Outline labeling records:
— begin —
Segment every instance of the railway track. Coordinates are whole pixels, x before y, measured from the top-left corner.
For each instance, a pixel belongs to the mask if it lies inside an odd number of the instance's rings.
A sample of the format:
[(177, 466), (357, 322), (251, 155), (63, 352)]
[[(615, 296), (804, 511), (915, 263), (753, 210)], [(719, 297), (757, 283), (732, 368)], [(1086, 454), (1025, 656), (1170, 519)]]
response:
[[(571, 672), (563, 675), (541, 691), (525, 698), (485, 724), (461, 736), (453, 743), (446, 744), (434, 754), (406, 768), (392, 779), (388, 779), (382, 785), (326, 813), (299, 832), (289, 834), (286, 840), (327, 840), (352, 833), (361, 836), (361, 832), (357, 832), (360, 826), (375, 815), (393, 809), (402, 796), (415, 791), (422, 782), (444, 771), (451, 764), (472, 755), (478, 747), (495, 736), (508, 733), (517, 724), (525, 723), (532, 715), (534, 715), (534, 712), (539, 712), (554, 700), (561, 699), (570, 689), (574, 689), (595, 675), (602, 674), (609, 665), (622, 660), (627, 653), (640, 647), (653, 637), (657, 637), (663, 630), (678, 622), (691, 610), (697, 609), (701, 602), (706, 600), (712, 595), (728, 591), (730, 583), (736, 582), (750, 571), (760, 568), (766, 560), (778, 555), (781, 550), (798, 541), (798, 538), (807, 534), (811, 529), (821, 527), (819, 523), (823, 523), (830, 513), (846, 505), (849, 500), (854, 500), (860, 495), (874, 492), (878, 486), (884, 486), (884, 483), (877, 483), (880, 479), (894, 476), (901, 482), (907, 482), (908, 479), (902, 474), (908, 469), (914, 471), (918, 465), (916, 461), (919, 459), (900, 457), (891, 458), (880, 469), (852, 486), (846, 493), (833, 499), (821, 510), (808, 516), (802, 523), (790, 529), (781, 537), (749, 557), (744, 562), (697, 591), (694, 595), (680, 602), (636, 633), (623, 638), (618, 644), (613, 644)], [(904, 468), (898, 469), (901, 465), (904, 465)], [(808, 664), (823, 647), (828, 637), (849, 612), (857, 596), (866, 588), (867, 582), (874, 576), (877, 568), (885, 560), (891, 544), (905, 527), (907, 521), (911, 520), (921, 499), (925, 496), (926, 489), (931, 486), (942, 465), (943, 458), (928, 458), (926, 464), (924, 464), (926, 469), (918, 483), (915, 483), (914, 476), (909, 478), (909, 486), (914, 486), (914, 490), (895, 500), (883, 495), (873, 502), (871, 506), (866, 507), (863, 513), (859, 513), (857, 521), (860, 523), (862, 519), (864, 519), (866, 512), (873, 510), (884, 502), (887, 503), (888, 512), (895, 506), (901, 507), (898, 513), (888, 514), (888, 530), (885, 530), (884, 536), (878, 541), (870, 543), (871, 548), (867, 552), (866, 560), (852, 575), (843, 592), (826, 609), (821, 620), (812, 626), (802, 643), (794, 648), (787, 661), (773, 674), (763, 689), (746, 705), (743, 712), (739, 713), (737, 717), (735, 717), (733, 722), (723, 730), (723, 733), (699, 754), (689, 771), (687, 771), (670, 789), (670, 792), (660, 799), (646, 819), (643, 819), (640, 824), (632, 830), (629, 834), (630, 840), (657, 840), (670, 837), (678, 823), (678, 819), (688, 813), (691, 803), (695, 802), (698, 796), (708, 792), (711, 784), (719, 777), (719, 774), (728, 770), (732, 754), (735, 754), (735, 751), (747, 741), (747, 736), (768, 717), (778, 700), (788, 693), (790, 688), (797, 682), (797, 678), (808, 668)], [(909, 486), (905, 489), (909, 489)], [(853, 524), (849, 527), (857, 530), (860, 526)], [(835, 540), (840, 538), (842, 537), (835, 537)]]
— end —
▸ To do
Every entry should be printed again exactly as it stands.

▸ Complete output
Segment every instance of the railway track. Coordinates are whole pixels, x before y, measured from the top-left corner.
For each instance, a pixel belongs to the mask if it lies inside an odd number of the instance's rings.
A sample of the format:
[(177, 466), (357, 322), (251, 155), (63, 352)]
[[(615, 296), (804, 511), (915, 263), (753, 210)], [(719, 297), (757, 283), (732, 368)], [(1086, 454), (1025, 656), (1170, 519)]]
response:
[[(571, 672), (563, 675), (541, 691), (525, 698), (485, 724), (461, 736), (453, 743), (446, 744), (434, 754), (406, 768), (392, 779), (388, 779), (382, 785), (326, 813), (299, 832), (289, 834), (286, 840), (327, 840), (352, 833), (361, 836), (361, 832), (357, 832), (360, 826), (375, 815), (393, 809), (402, 796), (415, 791), (422, 782), (444, 771), (451, 764), (472, 755), (478, 747), (495, 736), (508, 733), (517, 724), (525, 723), (532, 715), (534, 715), (534, 712), (539, 712), (554, 700), (561, 699), (570, 689), (574, 689), (595, 675), (602, 674), (609, 665), (622, 660), (627, 653), (640, 647), (653, 637), (657, 637), (663, 630), (678, 622), (691, 610), (697, 609), (701, 602), (706, 600), (712, 595), (728, 591), (730, 583), (736, 582), (750, 571), (760, 568), (766, 560), (778, 555), (781, 550), (798, 541), (798, 538), (807, 534), (811, 529), (821, 527), (819, 523), (823, 523), (830, 513), (846, 505), (849, 500), (854, 500), (860, 495), (874, 492), (878, 486), (884, 486), (884, 483), (877, 483), (880, 479), (894, 476), (901, 482), (907, 482), (908, 479), (902, 474), (908, 469), (914, 471), (918, 465), (916, 461), (919, 459), (900, 457), (891, 458), (880, 469), (852, 486), (846, 493), (833, 499), (821, 510), (808, 516), (802, 523), (790, 529), (781, 537), (749, 557), (744, 562), (697, 591), (694, 595), (680, 602), (636, 633), (623, 638), (618, 644), (613, 644)], [(904, 468), (898, 469), (901, 465), (904, 465)], [(808, 664), (823, 647), (828, 637), (849, 612), (857, 596), (866, 588), (867, 582), (874, 576), (877, 568), (885, 560), (891, 544), (905, 527), (907, 521), (911, 520), (921, 499), (925, 496), (926, 489), (931, 486), (942, 465), (943, 458), (928, 458), (926, 464), (924, 464), (926, 469), (918, 483), (915, 483), (914, 476), (909, 478), (909, 486), (914, 486), (914, 490), (895, 500), (883, 495), (873, 502), (871, 506), (866, 507), (863, 513), (859, 513), (857, 521), (860, 523), (862, 519), (864, 519), (866, 512), (873, 510), (884, 502), (887, 503), (888, 512), (895, 506), (901, 507), (898, 513), (888, 514), (888, 530), (885, 530), (884, 536), (878, 541), (870, 543), (871, 548), (867, 552), (866, 560), (852, 575), (843, 592), (826, 609), (821, 620), (812, 626), (802, 643), (794, 648), (787, 661), (773, 674), (763, 689), (746, 705), (743, 712), (739, 713), (737, 717), (735, 717), (733, 722), (723, 730), (723, 733), (699, 754), (689, 771), (687, 771), (670, 789), (670, 792), (660, 799), (646, 819), (643, 819), (640, 824), (632, 830), (629, 834), (630, 840), (657, 840), (670, 837), (678, 823), (678, 819), (688, 813), (691, 803), (695, 802), (698, 796), (708, 792), (711, 784), (719, 777), (719, 774), (728, 770), (732, 754), (735, 754), (735, 751), (747, 741), (747, 736), (768, 717), (778, 700), (788, 693), (790, 688), (797, 682), (797, 678), (808, 668)], [(909, 486), (905, 489), (909, 489)], [(853, 524), (849, 527), (857, 530), (860, 526)], [(835, 540), (840, 538), (842, 537), (835, 537)]]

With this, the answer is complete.